**Document section:**
# # # # #
Dr Liz Allen of the ANU, who describes herself as a demographer, has written another mass immigration promotion article within the disappearing post-war paradigm of jobs and growth. In ”Here’s what a population policy for Australia could look like,” she pays no attention to the diminishing prospects offered under that model by Australia’s shallow economy of holes and houses.

Allen argues that we need more young people to “fund the Australia we’ve become accustomed to”, but she should question the rising costs of that Australia where population pressure is inflating all the basics, whilst continuing to erode our manufacturing base, due to these costs, which affect wages and profits.

Allen advocates increasing the youth cohort for Australia. She is unoriginal in this goal of population engineering, which she, like many others before her, has put forth dishonestly as if it is an uncomplicated benefit. However, to increase the youthful cohort in Australia also means increasing the aging cohort, because immigrants also age. This is a classic population Ponzi. Henri Leridon, senior demographer with INED in France, once wrote an article lampooning this kind of ‘replacement demographics’ which Liz Allen would do well to read. See “Warning on folly of trying to increase and maintain a country’s youthful cohort by mass immigration”.
# # # # #
(Dataset rows)
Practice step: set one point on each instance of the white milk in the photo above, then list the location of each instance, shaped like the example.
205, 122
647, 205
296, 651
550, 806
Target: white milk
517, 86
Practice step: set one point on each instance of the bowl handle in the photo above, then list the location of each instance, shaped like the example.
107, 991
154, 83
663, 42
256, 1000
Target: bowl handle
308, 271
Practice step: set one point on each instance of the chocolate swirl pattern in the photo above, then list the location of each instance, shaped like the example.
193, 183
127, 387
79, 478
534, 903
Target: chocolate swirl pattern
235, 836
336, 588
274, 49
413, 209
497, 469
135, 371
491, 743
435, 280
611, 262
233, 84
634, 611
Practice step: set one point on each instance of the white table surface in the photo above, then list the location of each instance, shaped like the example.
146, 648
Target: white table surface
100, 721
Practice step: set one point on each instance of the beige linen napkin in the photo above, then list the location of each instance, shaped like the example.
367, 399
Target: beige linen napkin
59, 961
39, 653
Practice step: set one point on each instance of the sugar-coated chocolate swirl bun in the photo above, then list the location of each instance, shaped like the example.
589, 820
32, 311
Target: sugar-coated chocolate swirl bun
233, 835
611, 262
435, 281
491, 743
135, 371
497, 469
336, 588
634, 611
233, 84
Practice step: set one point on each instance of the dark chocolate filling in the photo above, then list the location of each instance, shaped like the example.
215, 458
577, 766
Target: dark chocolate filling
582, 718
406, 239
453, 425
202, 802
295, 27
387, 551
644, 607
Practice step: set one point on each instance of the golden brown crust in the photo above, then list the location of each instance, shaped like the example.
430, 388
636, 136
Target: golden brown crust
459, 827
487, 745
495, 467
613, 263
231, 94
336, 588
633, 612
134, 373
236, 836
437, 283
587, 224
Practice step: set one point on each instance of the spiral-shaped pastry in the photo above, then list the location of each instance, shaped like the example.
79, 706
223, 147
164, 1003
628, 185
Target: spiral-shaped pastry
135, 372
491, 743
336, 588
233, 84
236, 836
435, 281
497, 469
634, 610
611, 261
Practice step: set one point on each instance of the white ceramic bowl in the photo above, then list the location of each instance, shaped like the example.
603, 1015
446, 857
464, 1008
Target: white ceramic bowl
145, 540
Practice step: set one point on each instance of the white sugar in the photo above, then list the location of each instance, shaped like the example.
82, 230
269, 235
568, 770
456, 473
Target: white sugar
# # # # #
**Requirements:**
A. In the population policy article, what organization is Henri Leridon a senior demographer with?
B. Extend the population policy article, picking up right after its final sentence.

**Results of the exercise:**
A. INED in France.

B.
Allen pretends that Australia’s population policy isn’t really about numbers

Allen writes,

“But contemporary population policies, for countries like Australia, are less about controlling numbers and more about ensuring population well-being. The core tenet of a population policy for Australia should be about the population’s quality of life, now and into the future.”

This is casuistical. Australia already has a de facto population policy that is all about control - controlling numbers upwards by flooding the country with more and more migrants. And Liz Allen is advocating more of the same!

As for ensuring population well-being, Australians are constantly complaining about their quality of life deteriorating due to the effects of this population engineering, but no-one in power listens and the mainstream media - in which I include The Conversation - continually publishes articles like Liz’s, favouring the politics of the growth lobby.

The growth lobby are a small number of people who benefit from the continual inflation of prices of land, power, energy, water. They either form or influence the government and the opposition. The rest of us pay for this.

Australian demographers ignore population doublings at our peril

Liz Allen is a demographer - essentially a mathematician or a statistician. I have come to realise that Australian mathematicians specialising in demography rarely have interest in or knowledge about the natural environment or political concepts like democratic representation and local self-determination. At best they filter everything through the narrow lens of econometrics.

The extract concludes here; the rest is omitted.